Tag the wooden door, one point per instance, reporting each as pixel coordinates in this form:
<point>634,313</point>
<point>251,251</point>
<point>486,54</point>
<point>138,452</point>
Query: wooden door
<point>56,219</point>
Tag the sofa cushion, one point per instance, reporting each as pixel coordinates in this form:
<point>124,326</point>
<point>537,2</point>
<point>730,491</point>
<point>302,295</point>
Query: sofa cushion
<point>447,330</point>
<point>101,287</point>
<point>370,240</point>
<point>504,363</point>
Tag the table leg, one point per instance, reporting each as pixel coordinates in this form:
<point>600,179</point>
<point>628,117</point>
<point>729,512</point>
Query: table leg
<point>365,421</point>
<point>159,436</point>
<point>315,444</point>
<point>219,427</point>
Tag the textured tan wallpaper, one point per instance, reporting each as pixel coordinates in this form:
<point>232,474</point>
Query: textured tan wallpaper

* * *

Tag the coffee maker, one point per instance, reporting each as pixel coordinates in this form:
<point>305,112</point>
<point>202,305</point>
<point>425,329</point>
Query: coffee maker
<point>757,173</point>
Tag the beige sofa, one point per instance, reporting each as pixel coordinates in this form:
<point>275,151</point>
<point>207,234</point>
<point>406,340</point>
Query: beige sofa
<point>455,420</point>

=== What you will do ===
Please update the lines starting at the one containing "Tag the textured" and ending at the one containing "Query: textured tan wallpaper", changing "wallpaper" to "carpet" and leaving everything else as it is. Give only those lines.

=== Task answer ===
Tag the textured tan carpet, one point per instance, reporting each as pixel coordinates in this form:
<point>232,474</point>
Query: textured tan carpet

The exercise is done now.